What you will do:
(a) In the SQL thread, how many columns does the reply say you have to include in your GROUP BY?
(b) Please extend the SQL thread, picking up right after its final sentence.

Text block:
** BEGIN **

So I'm basically looking to see if anyone has any ideas that are a bit outside the box for this and how they would compare.
I hope I explained everything well enough and thanks in advance for any help.
You have to include two columns in your GROUP BY:
SELECT name, COUNT(*) AS count
FROM your_table
GROUP BY name, date
This will get the counts of each name -> date combination in row-format. Since you also wanted to include a 0 count if the name didn't have any rows on a certain date, you can use:
SELECT a.name,
b.date,
COUNT(c.name) AS date_count
FROM (SELECT DISTINCT name FROM your_table) a
CROSS JOIN (SELECT DISTINCT date FROM your_table) b
LEFT JOIN your_table c ON a.name = c.name AND
b.date = c.date
GROUP BY a.name,
b.date
SQLFiddle Demo
You're asking for a "pivot". Basically, it is what it is. The real problem with a pivot is that the column names must adapt to the data, which is impossible to do with SQL alone.

** END **

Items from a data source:
** BEGIN **

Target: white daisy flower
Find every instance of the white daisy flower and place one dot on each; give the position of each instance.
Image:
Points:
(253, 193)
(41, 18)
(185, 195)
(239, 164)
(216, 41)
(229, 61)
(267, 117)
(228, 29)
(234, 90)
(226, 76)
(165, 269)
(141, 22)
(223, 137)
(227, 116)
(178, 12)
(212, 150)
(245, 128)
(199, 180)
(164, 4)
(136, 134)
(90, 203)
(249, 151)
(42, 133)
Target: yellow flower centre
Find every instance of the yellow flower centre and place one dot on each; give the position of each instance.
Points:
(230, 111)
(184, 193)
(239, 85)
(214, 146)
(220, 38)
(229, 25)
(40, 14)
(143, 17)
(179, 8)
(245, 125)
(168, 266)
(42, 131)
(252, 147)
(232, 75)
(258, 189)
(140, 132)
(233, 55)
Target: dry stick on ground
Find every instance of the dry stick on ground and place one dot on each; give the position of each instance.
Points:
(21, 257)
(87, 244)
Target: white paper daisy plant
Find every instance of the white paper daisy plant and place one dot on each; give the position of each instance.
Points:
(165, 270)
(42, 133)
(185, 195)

** END **
** BEGIN **

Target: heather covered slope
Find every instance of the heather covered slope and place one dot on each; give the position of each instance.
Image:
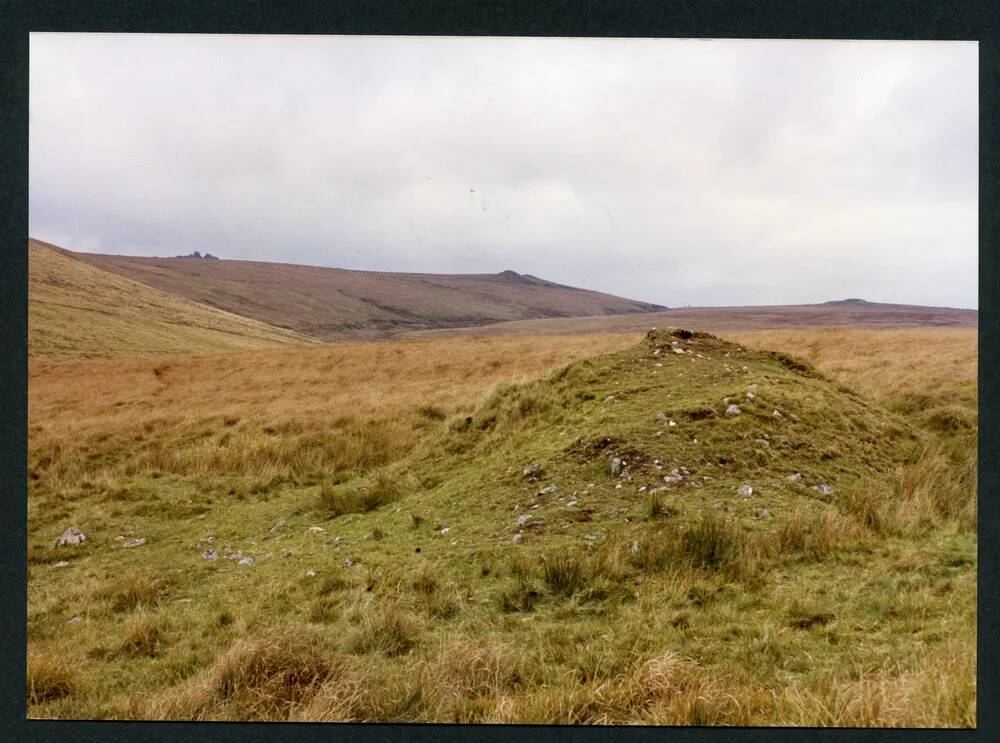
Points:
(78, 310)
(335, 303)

** END **
** BEGIN **

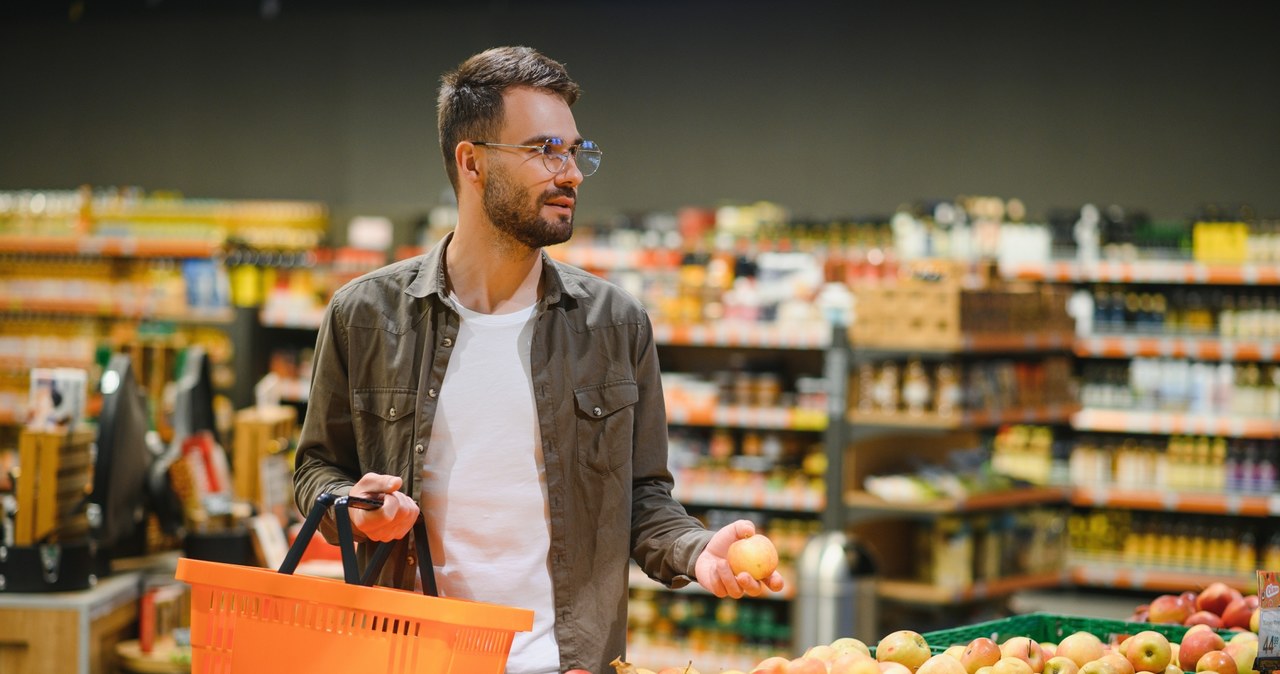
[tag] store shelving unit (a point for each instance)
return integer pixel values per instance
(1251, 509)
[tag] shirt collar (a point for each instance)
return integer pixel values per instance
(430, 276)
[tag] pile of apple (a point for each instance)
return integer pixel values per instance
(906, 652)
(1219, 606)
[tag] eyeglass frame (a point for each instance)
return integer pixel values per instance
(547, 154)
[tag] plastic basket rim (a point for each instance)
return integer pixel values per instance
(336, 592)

** END **

Answer set:
(a) Two columns: name and date.

(b)
Here's how you do it:
SELECT
Name,
SUM(`Date` = '01/01/2012') AS `01/01/2012`,
SUM(`Date` = '02/01/2012') AS `02/01/2012`,
SUM(`Date` = '03/01/2012') AS `03/01/2012`
FROM mytable
GROUP BY Name
Note the cool way you can SUM() a condition in mysql, becasue in mysql true is 1 and false is 0, so summing a condition is equivalent to counting the number of times it's true.
It is not more efficient to use an inner group by first.
Just in case anyone is interested in what was the best method:
Zane's second suggestion was the slowest, I loaded in a third of the data I did for the other two and it took quite a while. Perhaps on smaller tables it would be more efficient, and although I am not working with a huge table roughly 28,000 rows was enough to create significant lag, with the between clause dropping the result to about 4000 rows.
Bohemian's answer gave me the least amount to code, I threw in a loop to create all the case statements and it worked with relative ease. The benefit of this method was the simplicity, besides creating the loop for the cases, the results come in without the need for any php tricks, just simple foreach to get all the columns. Recommended for those not confident with php.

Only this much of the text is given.